_Requirement_
Each line of the entries that mentions the string "palm" needs to be reported.

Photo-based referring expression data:
= Beginning of Section =

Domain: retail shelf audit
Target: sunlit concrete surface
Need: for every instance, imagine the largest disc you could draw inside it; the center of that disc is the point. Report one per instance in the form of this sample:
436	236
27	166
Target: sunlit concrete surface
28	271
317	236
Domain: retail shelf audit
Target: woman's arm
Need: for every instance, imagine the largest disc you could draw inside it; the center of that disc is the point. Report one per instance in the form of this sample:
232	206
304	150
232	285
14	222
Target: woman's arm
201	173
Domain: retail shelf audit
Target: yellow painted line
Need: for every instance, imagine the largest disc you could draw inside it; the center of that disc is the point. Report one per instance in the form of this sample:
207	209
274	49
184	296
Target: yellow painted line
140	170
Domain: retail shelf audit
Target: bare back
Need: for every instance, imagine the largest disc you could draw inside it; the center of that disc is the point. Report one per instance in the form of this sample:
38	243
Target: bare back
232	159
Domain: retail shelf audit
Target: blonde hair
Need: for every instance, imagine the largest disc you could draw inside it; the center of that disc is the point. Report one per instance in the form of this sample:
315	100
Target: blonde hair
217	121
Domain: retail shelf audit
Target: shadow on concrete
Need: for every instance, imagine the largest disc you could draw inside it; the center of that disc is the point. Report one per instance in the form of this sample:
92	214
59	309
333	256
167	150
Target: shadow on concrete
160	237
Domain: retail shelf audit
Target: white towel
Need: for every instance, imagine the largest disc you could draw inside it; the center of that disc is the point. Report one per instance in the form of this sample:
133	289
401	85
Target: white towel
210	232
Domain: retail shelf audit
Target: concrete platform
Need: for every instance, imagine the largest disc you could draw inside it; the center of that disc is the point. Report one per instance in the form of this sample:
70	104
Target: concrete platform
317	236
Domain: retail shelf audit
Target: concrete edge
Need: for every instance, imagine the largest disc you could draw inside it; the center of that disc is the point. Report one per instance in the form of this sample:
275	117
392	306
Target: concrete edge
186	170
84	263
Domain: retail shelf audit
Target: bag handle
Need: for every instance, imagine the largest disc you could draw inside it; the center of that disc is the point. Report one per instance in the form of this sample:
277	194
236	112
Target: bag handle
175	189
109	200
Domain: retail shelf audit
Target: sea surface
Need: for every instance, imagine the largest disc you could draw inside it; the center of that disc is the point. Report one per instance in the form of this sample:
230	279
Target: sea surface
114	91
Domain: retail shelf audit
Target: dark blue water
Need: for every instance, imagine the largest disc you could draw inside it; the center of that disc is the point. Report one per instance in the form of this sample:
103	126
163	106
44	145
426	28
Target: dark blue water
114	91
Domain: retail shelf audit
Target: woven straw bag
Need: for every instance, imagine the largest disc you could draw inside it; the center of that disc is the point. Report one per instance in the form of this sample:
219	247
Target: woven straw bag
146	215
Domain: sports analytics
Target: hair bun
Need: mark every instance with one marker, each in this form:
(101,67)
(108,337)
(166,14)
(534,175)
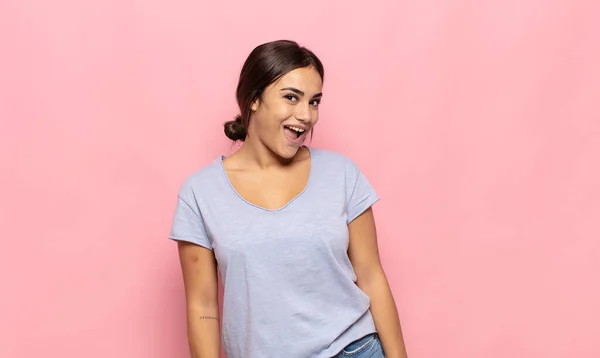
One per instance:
(235,130)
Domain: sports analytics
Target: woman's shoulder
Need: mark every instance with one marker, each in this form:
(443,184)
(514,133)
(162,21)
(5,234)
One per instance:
(201,178)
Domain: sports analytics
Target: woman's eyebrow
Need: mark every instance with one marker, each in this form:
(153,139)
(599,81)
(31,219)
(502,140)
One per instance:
(301,93)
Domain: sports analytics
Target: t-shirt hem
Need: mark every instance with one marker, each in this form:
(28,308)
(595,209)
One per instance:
(366,205)
(206,246)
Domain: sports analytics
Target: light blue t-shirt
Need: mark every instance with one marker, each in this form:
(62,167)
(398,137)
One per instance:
(289,285)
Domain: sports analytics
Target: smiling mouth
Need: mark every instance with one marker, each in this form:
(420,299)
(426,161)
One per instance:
(294,132)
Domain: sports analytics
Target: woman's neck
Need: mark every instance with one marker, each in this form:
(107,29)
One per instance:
(260,156)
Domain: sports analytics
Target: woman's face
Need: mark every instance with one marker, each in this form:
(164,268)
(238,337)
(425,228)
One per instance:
(286,112)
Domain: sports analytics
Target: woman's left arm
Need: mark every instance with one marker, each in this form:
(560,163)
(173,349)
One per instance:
(371,279)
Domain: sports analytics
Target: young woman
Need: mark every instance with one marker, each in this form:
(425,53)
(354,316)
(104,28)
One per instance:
(289,228)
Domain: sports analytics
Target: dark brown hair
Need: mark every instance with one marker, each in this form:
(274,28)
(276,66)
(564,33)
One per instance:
(265,64)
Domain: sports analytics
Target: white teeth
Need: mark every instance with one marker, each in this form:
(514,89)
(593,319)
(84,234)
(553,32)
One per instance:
(299,130)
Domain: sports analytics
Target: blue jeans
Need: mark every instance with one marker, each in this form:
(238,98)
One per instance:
(366,347)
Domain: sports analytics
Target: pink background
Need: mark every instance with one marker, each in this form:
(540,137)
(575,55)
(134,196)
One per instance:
(477,122)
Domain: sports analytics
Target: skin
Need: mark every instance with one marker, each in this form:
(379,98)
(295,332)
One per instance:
(269,170)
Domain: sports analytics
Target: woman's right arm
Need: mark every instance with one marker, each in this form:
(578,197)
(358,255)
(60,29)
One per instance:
(199,269)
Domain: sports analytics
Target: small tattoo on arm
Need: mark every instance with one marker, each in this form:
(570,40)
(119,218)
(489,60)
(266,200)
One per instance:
(209,317)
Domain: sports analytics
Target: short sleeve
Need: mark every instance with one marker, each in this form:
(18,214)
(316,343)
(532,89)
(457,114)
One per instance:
(188,224)
(360,195)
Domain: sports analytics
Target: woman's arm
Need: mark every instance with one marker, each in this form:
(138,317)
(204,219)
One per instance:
(364,255)
(201,291)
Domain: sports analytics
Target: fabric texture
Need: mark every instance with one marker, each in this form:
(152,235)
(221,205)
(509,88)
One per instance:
(289,286)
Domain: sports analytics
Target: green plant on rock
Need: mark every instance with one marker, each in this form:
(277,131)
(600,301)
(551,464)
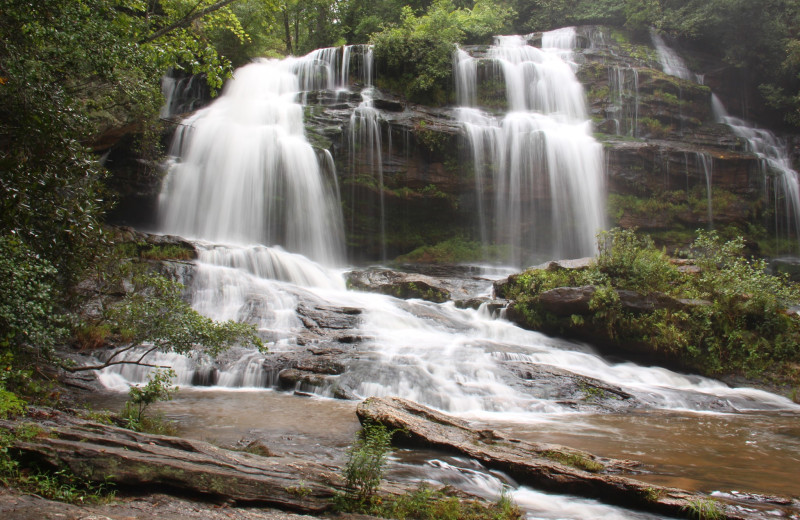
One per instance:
(59,484)
(366,460)
(705,509)
(159,387)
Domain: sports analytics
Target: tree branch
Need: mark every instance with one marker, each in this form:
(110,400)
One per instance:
(110,361)
(186,20)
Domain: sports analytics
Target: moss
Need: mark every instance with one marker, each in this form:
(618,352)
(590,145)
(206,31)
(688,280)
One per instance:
(575,460)
(453,251)
(743,328)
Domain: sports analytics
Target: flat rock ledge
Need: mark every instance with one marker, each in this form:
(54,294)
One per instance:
(544,466)
(128,459)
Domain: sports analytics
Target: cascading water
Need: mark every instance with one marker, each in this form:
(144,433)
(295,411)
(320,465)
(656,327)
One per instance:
(540,159)
(244,171)
(245,153)
(623,86)
(671,62)
(781,181)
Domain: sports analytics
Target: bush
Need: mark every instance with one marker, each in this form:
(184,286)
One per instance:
(737,324)
(415,56)
(27,314)
(367,459)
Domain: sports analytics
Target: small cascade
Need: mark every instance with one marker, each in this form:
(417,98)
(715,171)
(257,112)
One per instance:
(330,68)
(244,171)
(706,162)
(780,179)
(540,159)
(671,62)
(623,86)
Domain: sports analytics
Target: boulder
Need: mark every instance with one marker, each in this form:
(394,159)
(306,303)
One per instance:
(129,459)
(400,285)
(545,466)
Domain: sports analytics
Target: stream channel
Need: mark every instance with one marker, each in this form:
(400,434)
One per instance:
(243,174)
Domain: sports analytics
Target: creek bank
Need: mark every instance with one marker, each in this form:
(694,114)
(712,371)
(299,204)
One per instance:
(551,467)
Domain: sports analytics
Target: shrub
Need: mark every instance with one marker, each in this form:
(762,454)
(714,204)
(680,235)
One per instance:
(737,324)
(367,459)
(158,388)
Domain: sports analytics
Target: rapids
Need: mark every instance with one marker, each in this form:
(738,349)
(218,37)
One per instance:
(248,187)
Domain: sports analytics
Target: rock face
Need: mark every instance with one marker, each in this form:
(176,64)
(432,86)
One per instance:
(401,285)
(103,453)
(545,466)
(406,177)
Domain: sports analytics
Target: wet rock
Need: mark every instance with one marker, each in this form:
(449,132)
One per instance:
(580,392)
(327,317)
(107,454)
(565,301)
(574,263)
(545,466)
(492,306)
(400,285)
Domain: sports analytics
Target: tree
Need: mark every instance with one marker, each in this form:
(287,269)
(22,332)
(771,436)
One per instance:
(73,75)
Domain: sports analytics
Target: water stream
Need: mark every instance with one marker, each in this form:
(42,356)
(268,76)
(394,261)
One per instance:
(248,187)
(543,165)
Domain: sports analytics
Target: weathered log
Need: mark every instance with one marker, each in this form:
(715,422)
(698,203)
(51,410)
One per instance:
(104,453)
(544,466)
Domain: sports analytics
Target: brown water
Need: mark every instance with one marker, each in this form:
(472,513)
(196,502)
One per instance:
(705,452)
(754,452)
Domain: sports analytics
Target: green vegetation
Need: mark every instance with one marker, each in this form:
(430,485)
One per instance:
(363,472)
(158,388)
(575,460)
(59,484)
(366,460)
(705,509)
(414,57)
(453,251)
(768,61)
(428,504)
(733,321)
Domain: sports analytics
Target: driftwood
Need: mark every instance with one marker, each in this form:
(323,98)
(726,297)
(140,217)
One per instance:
(125,458)
(544,466)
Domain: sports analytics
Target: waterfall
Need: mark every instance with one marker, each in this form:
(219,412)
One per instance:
(244,172)
(623,86)
(365,144)
(671,62)
(540,159)
(775,166)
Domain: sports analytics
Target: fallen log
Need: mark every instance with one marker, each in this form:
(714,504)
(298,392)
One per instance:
(104,453)
(545,466)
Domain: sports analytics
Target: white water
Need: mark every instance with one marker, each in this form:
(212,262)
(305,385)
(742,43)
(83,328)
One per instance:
(245,173)
(623,85)
(435,354)
(235,157)
(540,159)
(781,181)
(671,62)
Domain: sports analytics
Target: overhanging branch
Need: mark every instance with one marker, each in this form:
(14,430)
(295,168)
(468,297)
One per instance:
(186,20)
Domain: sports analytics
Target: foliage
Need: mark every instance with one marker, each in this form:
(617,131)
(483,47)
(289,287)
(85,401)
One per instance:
(734,320)
(426,503)
(27,314)
(705,509)
(10,404)
(417,52)
(575,460)
(452,251)
(158,388)
(155,315)
(632,262)
(59,484)
(366,460)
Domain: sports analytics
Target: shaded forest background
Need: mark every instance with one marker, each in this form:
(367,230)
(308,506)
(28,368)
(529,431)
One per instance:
(75,75)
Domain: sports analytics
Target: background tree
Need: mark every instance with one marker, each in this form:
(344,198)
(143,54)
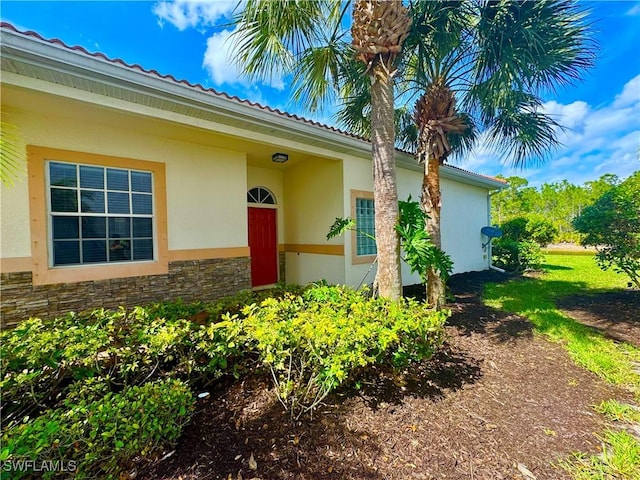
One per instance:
(612,225)
(309,41)
(477,69)
(481,66)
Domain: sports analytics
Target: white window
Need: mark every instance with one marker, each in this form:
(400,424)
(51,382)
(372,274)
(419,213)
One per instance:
(260,195)
(99,214)
(365,224)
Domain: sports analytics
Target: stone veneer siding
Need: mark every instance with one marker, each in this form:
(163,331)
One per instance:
(191,280)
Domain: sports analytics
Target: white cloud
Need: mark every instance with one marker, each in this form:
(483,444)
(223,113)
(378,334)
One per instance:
(596,140)
(192,13)
(222,69)
(633,11)
(630,94)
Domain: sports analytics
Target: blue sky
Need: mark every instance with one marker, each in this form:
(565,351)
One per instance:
(188,40)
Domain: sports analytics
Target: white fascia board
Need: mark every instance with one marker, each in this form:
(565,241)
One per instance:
(407,161)
(17,47)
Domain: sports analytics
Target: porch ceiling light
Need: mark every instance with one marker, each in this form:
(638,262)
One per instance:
(279,157)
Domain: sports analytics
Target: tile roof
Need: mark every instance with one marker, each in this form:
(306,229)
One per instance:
(211,91)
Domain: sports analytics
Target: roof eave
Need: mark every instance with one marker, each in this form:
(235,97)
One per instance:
(29,50)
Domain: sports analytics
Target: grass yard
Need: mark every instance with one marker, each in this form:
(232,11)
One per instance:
(177,391)
(538,299)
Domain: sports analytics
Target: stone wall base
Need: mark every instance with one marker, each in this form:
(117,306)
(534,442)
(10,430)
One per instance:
(193,280)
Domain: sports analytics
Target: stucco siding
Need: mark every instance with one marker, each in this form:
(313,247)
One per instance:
(206,186)
(313,192)
(464,213)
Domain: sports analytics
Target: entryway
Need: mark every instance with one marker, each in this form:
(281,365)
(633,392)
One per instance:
(263,239)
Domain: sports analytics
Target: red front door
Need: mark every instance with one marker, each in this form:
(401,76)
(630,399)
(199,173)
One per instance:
(263,245)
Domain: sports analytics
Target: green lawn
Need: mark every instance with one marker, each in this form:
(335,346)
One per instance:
(535,298)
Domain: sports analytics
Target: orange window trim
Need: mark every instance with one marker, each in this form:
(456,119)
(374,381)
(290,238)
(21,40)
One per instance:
(45,275)
(355,258)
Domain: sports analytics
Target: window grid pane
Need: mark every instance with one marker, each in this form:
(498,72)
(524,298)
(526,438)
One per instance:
(365,222)
(94,223)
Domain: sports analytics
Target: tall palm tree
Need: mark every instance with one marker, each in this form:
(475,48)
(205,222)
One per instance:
(478,69)
(482,66)
(308,40)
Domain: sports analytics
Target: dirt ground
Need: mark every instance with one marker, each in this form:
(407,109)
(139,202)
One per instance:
(496,403)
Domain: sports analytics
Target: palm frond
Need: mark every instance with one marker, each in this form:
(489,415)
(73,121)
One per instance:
(523,137)
(272,34)
(532,45)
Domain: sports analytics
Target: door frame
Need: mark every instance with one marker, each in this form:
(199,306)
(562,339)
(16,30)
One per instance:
(267,206)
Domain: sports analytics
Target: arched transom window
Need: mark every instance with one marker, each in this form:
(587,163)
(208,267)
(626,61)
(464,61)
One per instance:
(260,195)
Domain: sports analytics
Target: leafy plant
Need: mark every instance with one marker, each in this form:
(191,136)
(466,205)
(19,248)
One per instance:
(516,256)
(102,436)
(40,360)
(314,342)
(417,249)
(612,225)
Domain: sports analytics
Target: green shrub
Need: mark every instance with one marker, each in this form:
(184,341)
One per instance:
(317,341)
(40,360)
(515,256)
(612,225)
(100,438)
(540,230)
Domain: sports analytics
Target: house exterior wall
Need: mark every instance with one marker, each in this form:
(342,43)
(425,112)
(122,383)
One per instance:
(313,192)
(464,213)
(205,193)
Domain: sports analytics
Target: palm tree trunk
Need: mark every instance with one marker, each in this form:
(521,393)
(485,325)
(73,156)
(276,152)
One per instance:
(388,278)
(431,203)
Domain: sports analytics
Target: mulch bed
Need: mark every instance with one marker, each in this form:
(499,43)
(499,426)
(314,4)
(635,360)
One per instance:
(496,403)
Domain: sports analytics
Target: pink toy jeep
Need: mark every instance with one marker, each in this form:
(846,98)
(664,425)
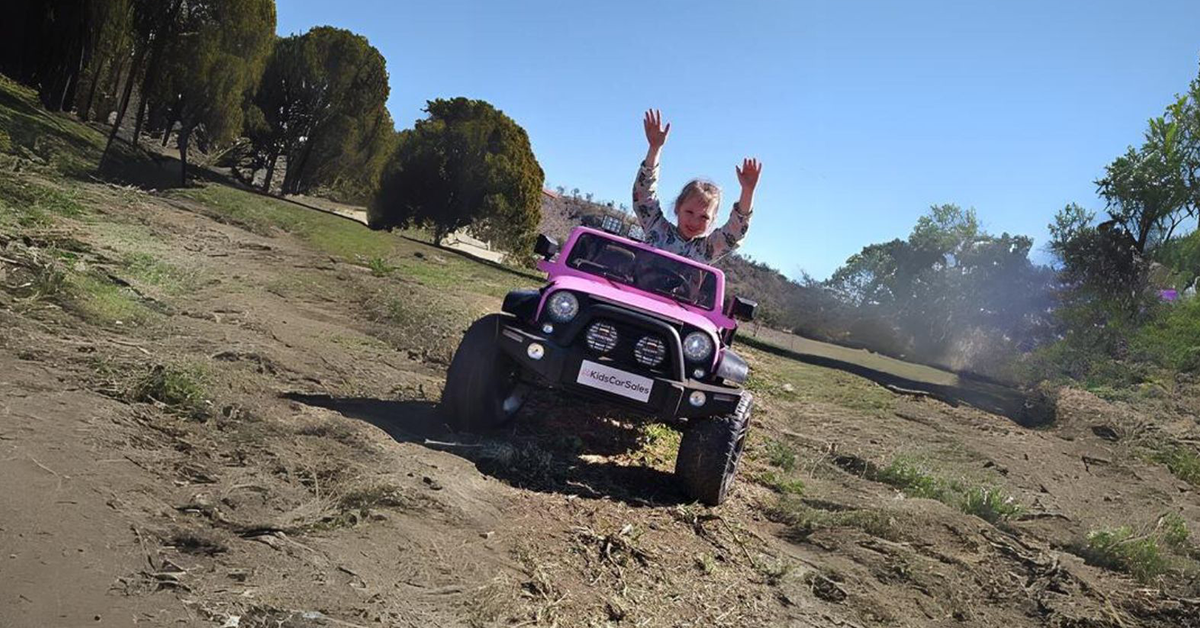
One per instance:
(623,322)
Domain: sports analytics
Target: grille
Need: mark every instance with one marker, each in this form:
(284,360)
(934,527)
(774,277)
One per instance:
(633,346)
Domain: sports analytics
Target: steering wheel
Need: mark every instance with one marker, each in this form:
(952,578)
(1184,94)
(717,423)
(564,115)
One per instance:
(666,280)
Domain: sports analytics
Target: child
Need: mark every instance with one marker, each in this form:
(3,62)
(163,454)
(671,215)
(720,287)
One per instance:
(695,208)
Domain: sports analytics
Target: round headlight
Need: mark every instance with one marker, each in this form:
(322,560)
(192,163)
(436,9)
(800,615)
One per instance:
(697,346)
(562,306)
(651,351)
(601,336)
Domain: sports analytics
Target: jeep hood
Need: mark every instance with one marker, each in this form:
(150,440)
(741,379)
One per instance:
(636,299)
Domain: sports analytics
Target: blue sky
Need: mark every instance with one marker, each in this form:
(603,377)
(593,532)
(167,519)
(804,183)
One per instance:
(864,113)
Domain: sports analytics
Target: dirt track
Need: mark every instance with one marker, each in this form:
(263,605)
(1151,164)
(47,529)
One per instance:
(309,483)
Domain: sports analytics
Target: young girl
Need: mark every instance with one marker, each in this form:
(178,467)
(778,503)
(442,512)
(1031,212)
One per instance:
(695,207)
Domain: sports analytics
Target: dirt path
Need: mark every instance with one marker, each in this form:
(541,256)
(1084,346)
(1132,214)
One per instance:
(245,435)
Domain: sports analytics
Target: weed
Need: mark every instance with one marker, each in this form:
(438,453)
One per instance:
(659,443)
(1174,530)
(105,303)
(379,267)
(172,279)
(777,570)
(1120,550)
(990,503)
(780,455)
(181,388)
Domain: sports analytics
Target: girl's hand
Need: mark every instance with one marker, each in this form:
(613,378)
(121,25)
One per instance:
(654,131)
(749,172)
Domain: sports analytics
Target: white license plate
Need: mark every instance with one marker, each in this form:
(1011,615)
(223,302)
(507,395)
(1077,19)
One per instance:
(615,381)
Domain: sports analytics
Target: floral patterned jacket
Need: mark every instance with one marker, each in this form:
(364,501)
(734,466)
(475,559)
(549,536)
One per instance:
(661,233)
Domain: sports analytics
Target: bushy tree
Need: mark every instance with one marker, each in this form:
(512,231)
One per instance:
(948,282)
(322,100)
(467,163)
(216,54)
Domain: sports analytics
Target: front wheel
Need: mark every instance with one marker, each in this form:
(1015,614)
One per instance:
(483,390)
(709,453)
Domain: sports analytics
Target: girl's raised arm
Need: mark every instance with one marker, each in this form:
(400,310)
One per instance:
(726,239)
(646,197)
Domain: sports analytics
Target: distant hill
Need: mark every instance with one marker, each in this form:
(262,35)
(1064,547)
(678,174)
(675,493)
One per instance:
(783,303)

= End of Section =

_Response to the exercise_
Target: tall palm tree
Target: palm frond
Target: palm tree trunk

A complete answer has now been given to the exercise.